:: PROBLEM DESCRIPTION ::
Extract each line of the rows below that contains the string "golden", copying every such line in full. Case counts, so a line with the string in different capitalization does not match.

#### RECORDED INFORMATION ####

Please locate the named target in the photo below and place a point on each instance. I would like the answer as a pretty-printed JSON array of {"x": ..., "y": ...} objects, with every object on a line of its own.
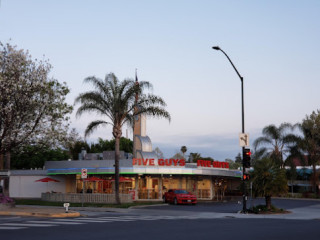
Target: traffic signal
[
  {"x": 246, "y": 177},
  {"x": 246, "y": 158}
]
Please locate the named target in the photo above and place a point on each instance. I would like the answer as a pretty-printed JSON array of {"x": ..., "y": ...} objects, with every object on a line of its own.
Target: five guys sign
[{"x": 177, "y": 162}]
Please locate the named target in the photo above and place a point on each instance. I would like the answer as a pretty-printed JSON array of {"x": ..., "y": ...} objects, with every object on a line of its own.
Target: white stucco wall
[{"x": 27, "y": 187}]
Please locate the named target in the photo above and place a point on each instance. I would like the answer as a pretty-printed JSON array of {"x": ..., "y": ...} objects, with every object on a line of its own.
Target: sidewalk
[{"x": 38, "y": 211}]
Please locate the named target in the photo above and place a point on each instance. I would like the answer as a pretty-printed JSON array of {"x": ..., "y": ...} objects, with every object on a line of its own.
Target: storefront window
[{"x": 204, "y": 188}]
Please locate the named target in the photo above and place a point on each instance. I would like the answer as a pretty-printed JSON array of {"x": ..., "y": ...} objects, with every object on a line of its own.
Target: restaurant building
[{"x": 142, "y": 174}]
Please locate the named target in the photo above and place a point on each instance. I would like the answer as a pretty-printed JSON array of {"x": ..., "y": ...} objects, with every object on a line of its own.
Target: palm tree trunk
[
  {"x": 8, "y": 160},
  {"x": 1, "y": 161},
  {"x": 314, "y": 179},
  {"x": 117, "y": 159},
  {"x": 268, "y": 202}
]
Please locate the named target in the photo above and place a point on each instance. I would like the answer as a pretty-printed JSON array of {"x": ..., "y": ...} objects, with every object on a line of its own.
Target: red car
[{"x": 179, "y": 196}]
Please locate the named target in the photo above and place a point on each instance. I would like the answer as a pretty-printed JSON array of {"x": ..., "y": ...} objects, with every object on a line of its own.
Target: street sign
[
  {"x": 84, "y": 173},
  {"x": 244, "y": 139}
]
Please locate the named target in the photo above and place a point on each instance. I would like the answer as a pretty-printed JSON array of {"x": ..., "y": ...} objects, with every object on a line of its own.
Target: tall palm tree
[
  {"x": 275, "y": 142},
  {"x": 118, "y": 102},
  {"x": 183, "y": 150},
  {"x": 307, "y": 148},
  {"x": 268, "y": 180}
]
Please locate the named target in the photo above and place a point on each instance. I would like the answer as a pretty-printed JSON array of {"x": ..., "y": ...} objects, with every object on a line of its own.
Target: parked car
[{"x": 179, "y": 196}]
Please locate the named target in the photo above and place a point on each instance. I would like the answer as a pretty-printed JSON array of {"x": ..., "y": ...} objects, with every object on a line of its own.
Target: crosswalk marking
[
  {"x": 57, "y": 222},
  {"x": 11, "y": 228},
  {"x": 27, "y": 225},
  {"x": 83, "y": 220}
]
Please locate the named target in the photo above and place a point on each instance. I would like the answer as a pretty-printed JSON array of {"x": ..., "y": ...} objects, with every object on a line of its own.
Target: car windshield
[{"x": 180, "y": 192}]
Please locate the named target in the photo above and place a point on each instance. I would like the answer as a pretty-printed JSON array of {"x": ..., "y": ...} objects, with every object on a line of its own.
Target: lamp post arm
[{"x": 241, "y": 78}]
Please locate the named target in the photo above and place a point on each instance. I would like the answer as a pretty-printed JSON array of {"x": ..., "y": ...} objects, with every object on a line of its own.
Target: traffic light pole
[
  {"x": 244, "y": 200},
  {"x": 244, "y": 208}
]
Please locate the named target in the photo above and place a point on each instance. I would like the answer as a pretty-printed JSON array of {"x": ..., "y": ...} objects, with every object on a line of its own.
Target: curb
[{"x": 40, "y": 214}]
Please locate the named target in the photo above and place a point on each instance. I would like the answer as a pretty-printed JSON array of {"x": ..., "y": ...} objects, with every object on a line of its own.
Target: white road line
[
  {"x": 27, "y": 225},
  {"x": 55, "y": 222},
  {"x": 11, "y": 228}
]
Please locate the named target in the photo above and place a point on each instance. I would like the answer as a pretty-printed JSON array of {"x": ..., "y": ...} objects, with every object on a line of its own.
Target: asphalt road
[
  {"x": 166, "y": 222},
  {"x": 173, "y": 229},
  {"x": 234, "y": 207}
]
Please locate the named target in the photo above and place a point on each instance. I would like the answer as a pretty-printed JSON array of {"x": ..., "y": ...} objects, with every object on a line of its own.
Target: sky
[{"x": 273, "y": 44}]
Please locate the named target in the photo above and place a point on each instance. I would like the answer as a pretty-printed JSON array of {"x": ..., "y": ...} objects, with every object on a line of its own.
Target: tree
[
  {"x": 268, "y": 180},
  {"x": 183, "y": 150},
  {"x": 32, "y": 105},
  {"x": 194, "y": 157},
  {"x": 275, "y": 142},
  {"x": 233, "y": 164},
  {"x": 177, "y": 156},
  {"x": 309, "y": 144},
  {"x": 35, "y": 156},
  {"x": 118, "y": 102},
  {"x": 159, "y": 153}
]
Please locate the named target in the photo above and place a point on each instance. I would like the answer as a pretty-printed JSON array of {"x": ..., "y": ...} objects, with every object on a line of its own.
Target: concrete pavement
[
  {"x": 311, "y": 212},
  {"x": 38, "y": 211}
]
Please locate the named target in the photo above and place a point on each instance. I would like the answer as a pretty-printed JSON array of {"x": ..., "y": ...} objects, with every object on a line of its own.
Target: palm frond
[{"x": 93, "y": 126}]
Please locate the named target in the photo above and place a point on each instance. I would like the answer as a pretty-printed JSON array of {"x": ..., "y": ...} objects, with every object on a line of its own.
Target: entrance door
[{"x": 148, "y": 188}]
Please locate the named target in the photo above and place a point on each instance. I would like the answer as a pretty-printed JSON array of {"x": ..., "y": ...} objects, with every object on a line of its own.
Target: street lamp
[{"x": 244, "y": 209}]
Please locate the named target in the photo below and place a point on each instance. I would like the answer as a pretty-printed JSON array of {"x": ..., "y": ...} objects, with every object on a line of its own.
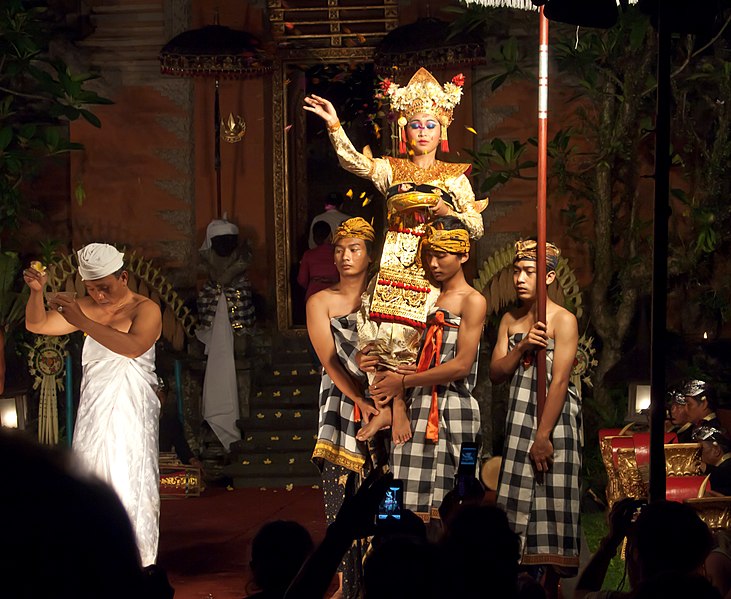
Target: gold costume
[{"x": 398, "y": 300}]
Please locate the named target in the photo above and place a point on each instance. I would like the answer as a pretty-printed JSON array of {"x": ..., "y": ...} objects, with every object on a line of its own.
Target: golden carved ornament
[
  {"x": 631, "y": 480},
  {"x": 683, "y": 459},
  {"x": 714, "y": 511}
]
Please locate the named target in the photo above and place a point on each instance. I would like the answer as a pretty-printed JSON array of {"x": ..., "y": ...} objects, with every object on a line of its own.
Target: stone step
[
  {"x": 125, "y": 7},
  {"x": 288, "y": 374},
  {"x": 272, "y": 419},
  {"x": 288, "y": 463},
  {"x": 276, "y": 482},
  {"x": 286, "y": 396},
  {"x": 279, "y": 440},
  {"x": 286, "y": 357}
]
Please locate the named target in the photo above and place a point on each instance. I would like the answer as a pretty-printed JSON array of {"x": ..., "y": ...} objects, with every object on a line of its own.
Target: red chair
[{"x": 680, "y": 488}]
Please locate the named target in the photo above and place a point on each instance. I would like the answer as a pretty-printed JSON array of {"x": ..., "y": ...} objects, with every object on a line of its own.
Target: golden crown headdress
[{"x": 424, "y": 94}]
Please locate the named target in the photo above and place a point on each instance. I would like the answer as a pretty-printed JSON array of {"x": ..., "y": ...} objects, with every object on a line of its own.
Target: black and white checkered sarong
[
  {"x": 545, "y": 514},
  {"x": 428, "y": 469},
  {"x": 336, "y": 440}
]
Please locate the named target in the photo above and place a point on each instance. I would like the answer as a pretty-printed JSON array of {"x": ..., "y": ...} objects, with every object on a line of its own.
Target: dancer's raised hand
[{"x": 322, "y": 108}]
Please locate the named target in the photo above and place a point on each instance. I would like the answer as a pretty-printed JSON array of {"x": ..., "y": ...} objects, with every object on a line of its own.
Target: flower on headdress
[{"x": 424, "y": 94}]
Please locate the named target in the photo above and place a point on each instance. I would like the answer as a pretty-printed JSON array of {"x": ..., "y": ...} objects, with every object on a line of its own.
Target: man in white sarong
[{"x": 116, "y": 433}]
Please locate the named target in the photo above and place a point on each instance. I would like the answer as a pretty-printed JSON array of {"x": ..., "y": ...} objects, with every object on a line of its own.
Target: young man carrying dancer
[
  {"x": 442, "y": 410},
  {"x": 539, "y": 479},
  {"x": 331, "y": 313}
]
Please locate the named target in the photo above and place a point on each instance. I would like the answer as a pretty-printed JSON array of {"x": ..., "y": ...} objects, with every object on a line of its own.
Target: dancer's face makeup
[
  {"x": 351, "y": 256},
  {"x": 423, "y": 133}
]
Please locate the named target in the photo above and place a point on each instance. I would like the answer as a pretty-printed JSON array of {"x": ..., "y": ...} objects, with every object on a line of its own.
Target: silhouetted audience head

####

:: EXERCISE ANSWER ::
Target: golden carved ornament
Target: golden crown headdress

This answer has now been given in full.